Records from a point-labeling set
· · · · ·

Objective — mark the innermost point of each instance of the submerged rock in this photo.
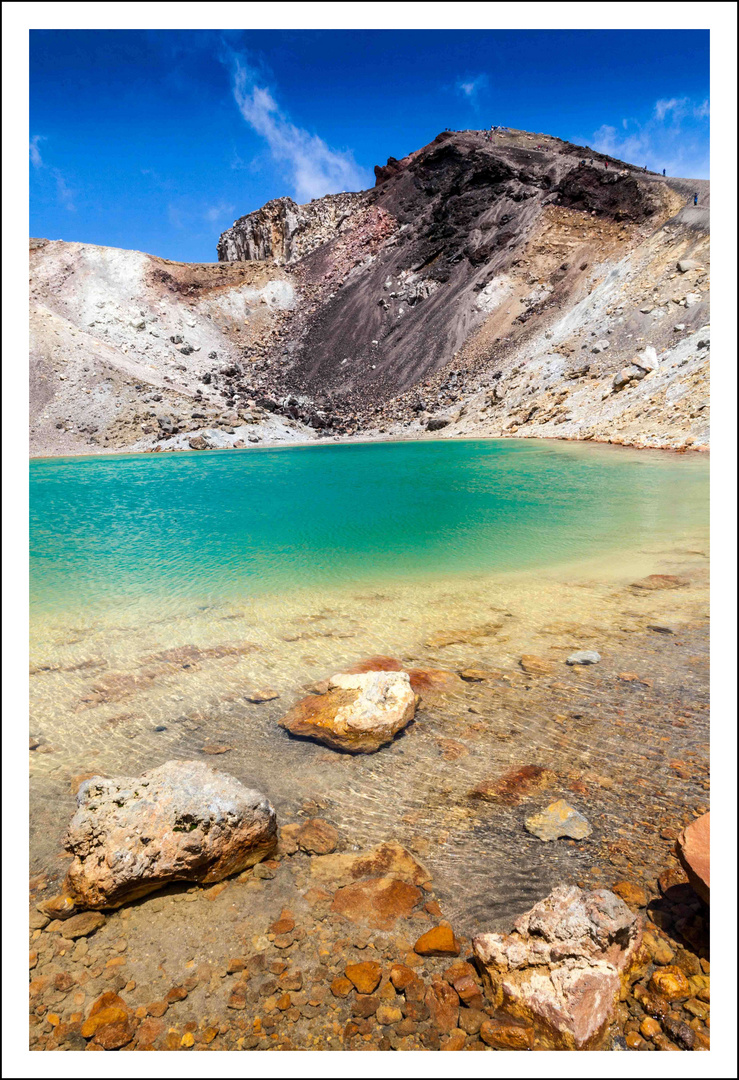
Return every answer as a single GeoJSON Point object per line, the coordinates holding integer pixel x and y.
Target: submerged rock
{"type": "Point", "coordinates": [513, 785]}
{"type": "Point", "coordinates": [694, 851]}
{"type": "Point", "coordinates": [586, 657]}
{"type": "Point", "coordinates": [535, 665]}
{"type": "Point", "coordinates": [563, 966]}
{"type": "Point", "coordinates": [182, 822]}
{"type": "Point", "coordinates": [655, 582]}
{"type": "Point", "coordinates": [556, 821]}
{"type": "Point", "coordinates": [359, 712]}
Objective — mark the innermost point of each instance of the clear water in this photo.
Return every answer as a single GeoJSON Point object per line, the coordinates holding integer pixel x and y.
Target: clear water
{"type": "Point", "coordinates": [107, 531]}
{"type": "Point", "coordinates": [164, 588]}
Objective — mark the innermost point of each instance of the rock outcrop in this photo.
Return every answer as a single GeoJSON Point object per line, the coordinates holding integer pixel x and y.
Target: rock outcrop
{"type": "Point", "coordinates": [359, 712]}
{"type": "Point", "coordinates": [694, 851]}
{"type": "Point", "coordinates": [182, 822]}
{"type": "Point", "coordinates": [562, 968]}
{"type": "Point", "coordinates": [282, 231]}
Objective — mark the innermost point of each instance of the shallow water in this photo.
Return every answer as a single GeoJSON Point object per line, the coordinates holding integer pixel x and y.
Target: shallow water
{"type": "Point", "coordinates": [164, 588]}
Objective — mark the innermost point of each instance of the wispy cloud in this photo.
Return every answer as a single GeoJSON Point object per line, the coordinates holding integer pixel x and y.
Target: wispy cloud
{"type": "Point", "coordinates": [675, 137]}
{"type": "Point", "coordinates": [472, 86]}
{"type": "Point", "coordinates": [64, 192]}
{"type": "Point", "coordinates": [37, 160]}
{"type": "Point", "coordinates": [312, 167]}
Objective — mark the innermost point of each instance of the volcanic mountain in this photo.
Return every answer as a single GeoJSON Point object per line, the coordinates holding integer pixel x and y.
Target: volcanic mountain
{"type": "Point", "coordinates": [489, 283]}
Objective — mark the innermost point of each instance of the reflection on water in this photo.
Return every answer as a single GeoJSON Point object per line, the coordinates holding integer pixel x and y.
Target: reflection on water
{"type": "Point", "coordinates": [165, 589]}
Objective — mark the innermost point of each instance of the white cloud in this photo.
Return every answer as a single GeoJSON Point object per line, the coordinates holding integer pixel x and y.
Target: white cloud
{"type": "Point", "coordinates": [674, 137]}
{"type": "Point", "coordinates": [674, 105]}
{"type": "Point", "coordinates": [470, 88]}
{"type": "Point", "coordinates": [313, 169]}
{"type": "Point", "coordinates": [64, 192]}
{"type": "Point", "coordinates": [37, 160]}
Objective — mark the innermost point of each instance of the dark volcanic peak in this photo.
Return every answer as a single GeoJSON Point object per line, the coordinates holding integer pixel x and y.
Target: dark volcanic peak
{"type": "Point", "coordinates": [492, 282]}
{"type": "Point", "coordinates": [399, 273]}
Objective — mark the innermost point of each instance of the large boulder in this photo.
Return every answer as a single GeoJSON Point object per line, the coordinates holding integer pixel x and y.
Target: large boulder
{"type": "Point", "coordinates": [182, 822]}
{"type": "Point", "coordinates": [563, 966]}
{"type": "Point", "coordinates": [359, 712]}
{"type": "Point", "coordinates": [694, 851]}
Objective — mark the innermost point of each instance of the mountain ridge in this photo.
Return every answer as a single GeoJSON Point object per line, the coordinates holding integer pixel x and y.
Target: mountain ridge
{"type": "Point", "coordinates": [466, 291]}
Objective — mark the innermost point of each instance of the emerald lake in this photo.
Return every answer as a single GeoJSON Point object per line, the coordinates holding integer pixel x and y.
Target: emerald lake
{"type": "Point", "coordinates": [111, 530]}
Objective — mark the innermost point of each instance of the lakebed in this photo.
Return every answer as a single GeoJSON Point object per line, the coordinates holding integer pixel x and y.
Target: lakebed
{"type": "Point", "coordinates": [168, 592]}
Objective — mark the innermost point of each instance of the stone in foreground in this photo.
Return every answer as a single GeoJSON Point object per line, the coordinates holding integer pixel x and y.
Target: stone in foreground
{"type": "Point", "coordinates": [556, 821]}
{"type": "Point", "coordinates": [563, 966]}
{"type": "Point", "coordinates": [182, 822]}
{"type": "Point", "coordinates": [359, 713]}
{"type": "Point", "coordinates": [694, 851]}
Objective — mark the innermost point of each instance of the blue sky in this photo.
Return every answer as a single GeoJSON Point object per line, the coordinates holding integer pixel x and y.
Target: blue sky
{"type": "Point", "coordinates": [159, 139]}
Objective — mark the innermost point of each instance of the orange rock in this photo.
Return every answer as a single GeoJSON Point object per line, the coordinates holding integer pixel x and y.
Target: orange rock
{"type": "Point", "coordinates": [670, 983]}
{"type": "Point", "coordinates": [389, 1014]}
{"type": "Point", "coordinates": [455, 1040]}
{"type": "Point", "coordinates": [365, 976]}
{"type": "Point", "coordinates": [401, 976]}
{"type": "Point", "coordinates": [112, 1014]}
{"type": "Point", "coordinates": [694, 851]}
{"type": "Point", "coordinates": [443, 1003]}
{"type": "Point", "coordinates": [378, 902]}
{"type": "Point", "coordinates": [513, 785]}
{"type": "Point", "coordinates": [115, 1036]}
{"type": "Point", "coordinates": [340, 987]}
{"type": "Point", "coordinates": [658, 581]}
{"type": "Point", "coordinates": [439, 941]}
{"type": "Point", "coordinates": [507, 1035]}
{"type": "Point", "coordinates": [634, 895]}
{"type": "Point", "coordinates": [359, 713]}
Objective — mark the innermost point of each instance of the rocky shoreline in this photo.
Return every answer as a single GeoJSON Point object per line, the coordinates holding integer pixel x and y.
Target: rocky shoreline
{"type": "Point", "coordinates": [325, 944]}
{"type": "Point", "coordinates": [311, 949]}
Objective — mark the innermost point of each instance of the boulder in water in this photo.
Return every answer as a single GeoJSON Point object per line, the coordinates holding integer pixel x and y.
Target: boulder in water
{"type": "Point", "coordinates": [182, 822]}
{"type": "Point", "coordinates": [359, 712]}
{"type": "Point", "coordinates": [559, 820]}
{"type": "Point", "coordinates": [694, 851]}
{"type": "Point", "coordinates": [563, 966]}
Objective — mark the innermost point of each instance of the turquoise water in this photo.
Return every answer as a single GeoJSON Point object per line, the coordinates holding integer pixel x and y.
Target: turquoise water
{"type": "Point", "coordinates": [110, 530]}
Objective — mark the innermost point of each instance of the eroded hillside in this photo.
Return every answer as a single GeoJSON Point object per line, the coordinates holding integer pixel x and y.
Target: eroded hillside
{"type": "Point", "coordinates": [512, 284]}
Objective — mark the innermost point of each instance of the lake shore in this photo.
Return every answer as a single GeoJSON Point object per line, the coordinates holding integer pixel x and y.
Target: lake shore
{"type": "Point", "coordinates": [260, 959]}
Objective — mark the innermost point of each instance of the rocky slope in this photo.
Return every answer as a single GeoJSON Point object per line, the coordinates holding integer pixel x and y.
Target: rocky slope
{"type": "Point", "coordinates": [508, 284]}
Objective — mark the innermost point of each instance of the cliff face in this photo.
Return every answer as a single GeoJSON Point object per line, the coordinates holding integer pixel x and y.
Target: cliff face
{"type": "Point", "coordinates": [283, 232]}
{"type": "Point", "coordinates": [467, 258]}
{"type": "Point", "coordinates": [514, 285]}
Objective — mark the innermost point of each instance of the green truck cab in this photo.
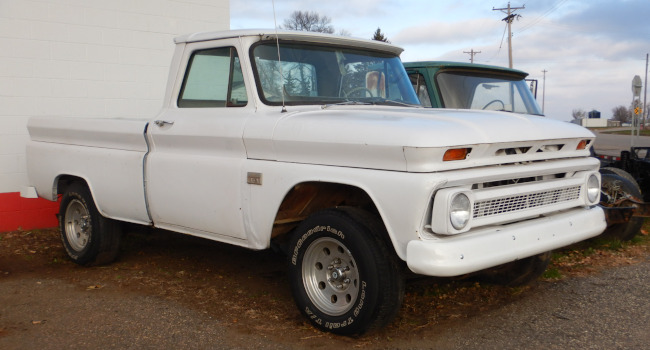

· · · · ·

(WHAT IS REQUIRED)
Pull out every line of the material above that contains the word "peak", and copy each one in full.

(FINISHED ANSWER)
Objective — mark the innermost point of each instance of the dark volcanic peak in this photo.
Target: dark volcanic peak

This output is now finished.